Source text:

Mary Kay, Inc. History



Address:
8787 Stemmons Freeway
Dallas, Texas
U.S.A.

Telephone: (214) 630-8787
Toll Free: 800-627-9529
Fax: (214) 905-5721

Private Company
Incorporated: 1963 as Mary Kay Cosmetics, Inc.
Employees: 500,000
Sales: $1.2 billion (1997 est.)
NAIC: 32562 Toilet Preparation Manufacturing; 325611 Soap & Other Detergent Manufacturing; 45439 Other Direct Selling Establishments

Company Perspectives:

Our vision: To provide women with an unparalleled opportunity for financial independence, career and personal fulfillment. To achieve total customer satisfaction by delivering the products and services that enhance a woman's self-image and confidence. The principles we live by: Integrity and the Golden Rule must guide every business decision. Enthusiasm encourages a positive attitude and provides inspiration as we work together to achieve our goals. Quality in our products and services must be a priority in order for us to deliver value and satisfaction to our customers. Service should be prompt and proactive to provide convenience with a personal touch. Praise motivates everyone to reach their full potential. Leadership among our sales force and employees must be encouraged and recognized in order to achieve long-term success. Teamwork allows each person to be valued and appreciated by others while contributing to the Company's success. Balancing our lives with God, family and career in harmony will lead to happy, fulfilled lives.

Company History:

One of the largest cosmetics companies in the United States, Mary Kay, Inc. specializes in the manufacture and direct sale of more than 200 products, including skin creams, cosmetics, fragrances, dietary supplements, and other personal care items. Its direct sales force consists primarily of women who sell full- or part-time through home demonstrations. As of 1999 the company operated in 29 countries around the world.

Data section:
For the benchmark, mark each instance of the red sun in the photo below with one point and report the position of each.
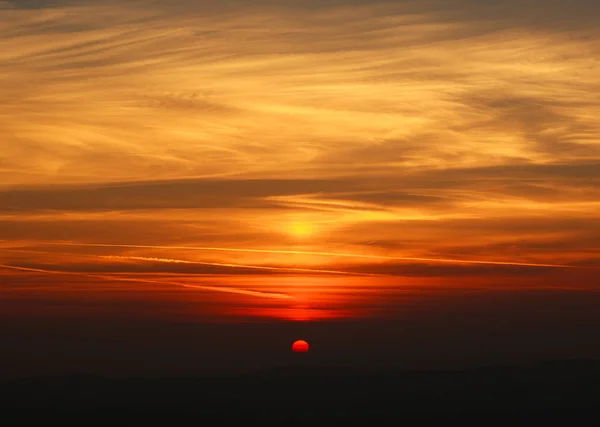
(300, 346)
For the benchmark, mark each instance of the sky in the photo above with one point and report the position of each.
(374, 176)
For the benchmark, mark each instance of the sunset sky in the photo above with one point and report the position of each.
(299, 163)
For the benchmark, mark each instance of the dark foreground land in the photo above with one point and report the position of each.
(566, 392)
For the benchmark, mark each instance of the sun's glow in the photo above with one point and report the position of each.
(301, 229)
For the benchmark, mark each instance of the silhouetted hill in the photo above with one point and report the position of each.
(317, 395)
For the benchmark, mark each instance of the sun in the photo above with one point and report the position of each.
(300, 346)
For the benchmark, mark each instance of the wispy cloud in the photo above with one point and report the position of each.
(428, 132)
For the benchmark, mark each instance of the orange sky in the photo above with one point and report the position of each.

Task instructions:
• A. In the Mary Kay history, turn the paragraph beginning "Our vision:" into a short bulleted list that keeps its vision statements and each named principle.
• B. According to the Mary Kay history, in how many countries did the company operate as of 1999?
• C. Pick up the Mary Kay history after its final sentence and keep writing it.

Results of the exercise:
• A.
- Vision: give women an unparalleled opportunity for financial independence, career and personal fulfillment, and achieve total customer satisfaction through products and services that enhance a woman's self-image and confidence.
- Integrity and the Golden Rule: guide every business decision.
- Enthusiasm: encourages a positive attitude and inspires shared work toward goals.
- Quality: a priority in products and services, to deliver value and satisfaction.
- Service: prompt and proactive, convenient, with a personal touch.
- Praise: motivates everyone to reach their full potential.
- Leadership: encouraged and recognized in the sales force and employees for long-term success.
- Teamwork: lets each person be valued while contributing to the Company's success.
- Balance: God, family and career in harmony lead to happy, fulfilled lives.

• B. 29 countries.

• C.
Company Origins

Mary Kay Ash founded the company that bears her name in 1963, after 25 years of direct selling for other companies, beginning in the late 1930s. A direct sales career allowed her the flexibility she needed as a single mother raising three children.

For many years Mary Kay was a sales representative for Stanley Home Products, presenting "home shows" at the residences of customers. She operated as an independent contractor who purchased merchandise from Stanley and then sold it herself. After a slow first year, the next year she became "sales queen."

She recruited other women as salespeople since Stanley paid a small commission to the recruiter for the sales of each person recruited. She eventually signed 150 women and received a small percentage of the sales of each. When Stanley insisted that she move to Dallas to develop its market but would not pay her any commissions for the sales of the women she had recruited in the Houston area, she reluctantly made the move, but in 1959 Mary Kay left Stanley. Soon afterward, she became a representative for World Gift Company, where she quickly became its national training director. After a disagreement with World Gift, she resigned in 1963.

With no full-time occupation, Mary Kay Ash decided to write a book about direct sales, but it became a book on managing people. She began to think about what a "dream company" might look like, and the book waited 20 years to be written and published. She wrote in Mary Kay on People Management that her main objectives became to build an organization where the Golden Rule was the guiding philosophy and to "establish a company that would give unlimited opportunity to women." She also said she based her company on three fundamental principles: God first, family second, and career third.

Mary Kay decided to start a direct sales company since that was the area with which she was familiar; direct sales also would be appealing to women who could sell part-time and follow a flexible schedule. After deciding on a structure, she chose as a product a line of skin care products she had been using for more than a decade.

She had been introduced to the skin care products while she was selling Stanley products at a home party. The hostess, a cosmetologist, was testing these products on her friends. This woman had developed the products from a leather tanning solution her father had formulated, after he noticed how young his hands looked from using the solution every day. Although the cosmetologist marketed the products to her friends, she did not achieve great success in sales and, after her death in 1961, Mary Kay bought the formula from the woman's daughter.

Mary Kay and her husband invested their life savings of $5,000 to rent a small office and manufacture an initial inventory of skin care products. They also recruited nine independent sales representatives.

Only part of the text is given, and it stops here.